= DATA FOR THE TASK =
--- BEGIN ---
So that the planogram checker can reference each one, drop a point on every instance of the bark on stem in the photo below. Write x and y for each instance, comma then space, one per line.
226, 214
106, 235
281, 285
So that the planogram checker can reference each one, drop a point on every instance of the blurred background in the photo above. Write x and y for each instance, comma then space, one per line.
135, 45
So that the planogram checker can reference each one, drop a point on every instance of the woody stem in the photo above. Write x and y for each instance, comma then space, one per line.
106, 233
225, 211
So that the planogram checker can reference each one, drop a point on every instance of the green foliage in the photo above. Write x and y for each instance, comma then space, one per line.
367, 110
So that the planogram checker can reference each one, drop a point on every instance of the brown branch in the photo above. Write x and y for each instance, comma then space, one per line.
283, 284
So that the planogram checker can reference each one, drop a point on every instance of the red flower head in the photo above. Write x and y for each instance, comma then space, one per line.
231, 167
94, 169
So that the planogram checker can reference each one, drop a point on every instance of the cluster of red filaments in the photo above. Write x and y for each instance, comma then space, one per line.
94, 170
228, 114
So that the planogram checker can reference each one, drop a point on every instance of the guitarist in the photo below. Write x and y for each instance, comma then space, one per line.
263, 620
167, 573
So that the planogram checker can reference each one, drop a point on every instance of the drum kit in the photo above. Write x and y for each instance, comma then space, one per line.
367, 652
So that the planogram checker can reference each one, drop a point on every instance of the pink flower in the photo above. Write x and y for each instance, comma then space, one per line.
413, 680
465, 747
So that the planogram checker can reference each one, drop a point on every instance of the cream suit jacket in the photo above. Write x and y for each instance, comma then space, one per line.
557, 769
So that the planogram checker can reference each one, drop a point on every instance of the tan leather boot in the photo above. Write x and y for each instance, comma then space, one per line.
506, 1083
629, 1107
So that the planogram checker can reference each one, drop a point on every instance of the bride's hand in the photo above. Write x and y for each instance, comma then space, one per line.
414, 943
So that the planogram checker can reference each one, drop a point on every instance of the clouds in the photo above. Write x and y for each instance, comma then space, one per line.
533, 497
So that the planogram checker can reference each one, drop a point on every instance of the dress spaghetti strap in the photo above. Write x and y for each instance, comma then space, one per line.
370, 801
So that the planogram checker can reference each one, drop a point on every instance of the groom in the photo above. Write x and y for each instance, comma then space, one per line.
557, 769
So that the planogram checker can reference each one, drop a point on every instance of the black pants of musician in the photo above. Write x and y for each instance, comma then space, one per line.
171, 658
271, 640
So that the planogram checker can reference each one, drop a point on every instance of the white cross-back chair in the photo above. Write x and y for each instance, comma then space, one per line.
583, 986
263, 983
--- END ---
= YOUR INSTRUCTIONS =
Each entry above is to be set down again in exactly the same words.

= EXERCISE ANSWER =
So that the planogram checker can reference each one, drop a point on every instance of the bark on stem in the photo below. Write x and y for each instance, comma then space, one per line.
226, 214
106, 235
281, 285
So that the planogram checker can reference each one, drop a point on every instance of the blurred background in the photo above. Write x and y for each instance, comma then space, one per line.
135, 45
So that the planogram checker can reference each one, drop a point on every instance of the woody stem in the photo above. Write x and y for each instance, comma then space, one per line.
106, 233
225, 211
So that the planogram checker can reference each one, drop a point on every instance of the green foliage in the photo above. Write x and y for each instance, comma then space, one per line.
367, 110
So that the planogram checker can reference each one, drop a point on every instance of the brown branch in the photo above. Write x and y for each instance, comma then space, one per line.
283, 284
So that the planogram checker can reference each one, drop a point on every instance of the red flower head in the photo above. Write x and y for each instance, comma then space, one per line.
231, 167
94, 169
So that the planogram checker can reference each one, drop a point on every instance of the cluster of red filaments in the photo above. Write x and y for each instance, comma then space, one per line.
94, 170
228, 114
So that the planogram checker can reference each one, drop a point on every instance of the guitarist in the photo below. Write x and y for each instance, comma then space, one per line.
263, 620
167, 573
So that the planogram checker can reference each one, drop a point on every instance of the drum kit in the photo above. Write x and y for each instance, comma then space, one per line.
367, 652
So that the planogram checker can reference each one, drop a point on every instance of the pink flower in the photo above. Write x and y for each instance, comma then space, one per line.
413, 680
465, 747
So that the planogram checker can reference each one, drop a point on every instance of the cream suit jacket in the photo above. Write x and y for each instance, comma then space, one per line.
557, 769
So that the planogram checker can reference each one, drop a point on every instance of the tan leather boot in the photo above. Write x and y for each instance, comma then space, one per line.
506, 1083
629, 1107
So that the planogram checker can reference each one, drop a point on every instance of the bride's hand in the photo above. Write x and y for each instance, comma then space, one per line.
414, 943
So that the planogram checker can reference each one, drop a point on every instance of the clouds in the photo above. Write x and y for each instance, comma then space, one per line.
533, 497
So that the planogram checker can reference each one, drop a point on every instance of the dress spaghetti strap in the photo above. Write x and y for each instance, comma then space, one per line.
370, 801
So that the planogram checker can reference each one, drop a point on every instance of the groom in the photo above. Write x and y for each instance, comma then space, one per line.
557, 769
So that the planogram checker can reference each one, drop a point on every instance of the black pants of musician in the photo above. Write x and y for each instance, comma then space, one per line.
171, 658
271, 640
So that the planogram checker can reference each one, drop a point on every instance of the white cross-back chair in the photo above. Write x and y for each instance, comma then space, one per line.
583, 986
263, 983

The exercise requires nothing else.